[Pointing records]
+ + + + + + +

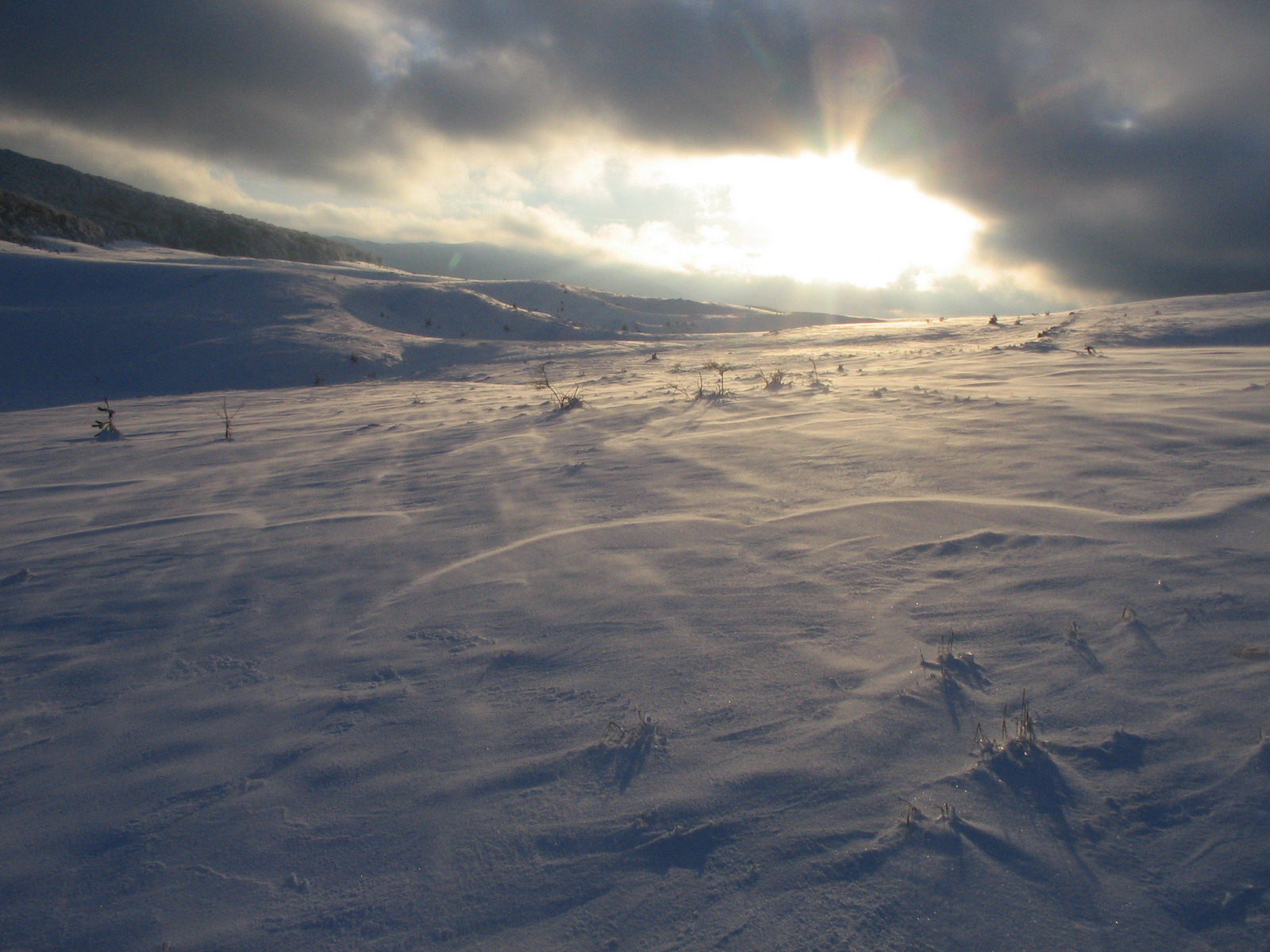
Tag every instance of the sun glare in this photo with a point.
(816, 217)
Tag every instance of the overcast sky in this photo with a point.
(1062, 149)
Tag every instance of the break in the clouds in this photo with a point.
(1105, 146)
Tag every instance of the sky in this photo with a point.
(982, 155)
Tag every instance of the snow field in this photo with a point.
(378, 673)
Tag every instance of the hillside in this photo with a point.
(144, 321)
(891, 636)
(46, 198)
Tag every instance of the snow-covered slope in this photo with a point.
(140, 321)
(960, 643)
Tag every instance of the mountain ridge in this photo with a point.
(42, 198)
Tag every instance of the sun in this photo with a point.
(817, 219)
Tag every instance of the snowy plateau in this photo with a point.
(870, 636)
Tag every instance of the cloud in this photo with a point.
(1108, 148)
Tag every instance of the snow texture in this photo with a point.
(418, 662)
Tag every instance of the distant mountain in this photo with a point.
(44, 198)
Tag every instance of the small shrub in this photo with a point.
(563, 400)
(106, 429)
(226, 416)
(772, 381)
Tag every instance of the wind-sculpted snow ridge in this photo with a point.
(946, 643)
(1218, 321)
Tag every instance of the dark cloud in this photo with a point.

+ + + + + + +

### Task statement
Update the items from the line containing "Tag every instance of the wind-sculpted" through the end of the items, inclusive, replacing "instance" with "occurrence" and leaving everything else unchanged.

### In response
Tag every occurrence of the wind-sculpted snow ridge in this photo with a point.
(946, 643)
(1218, 321)
Tag every occurrence of the dark cloud in this photo with a point.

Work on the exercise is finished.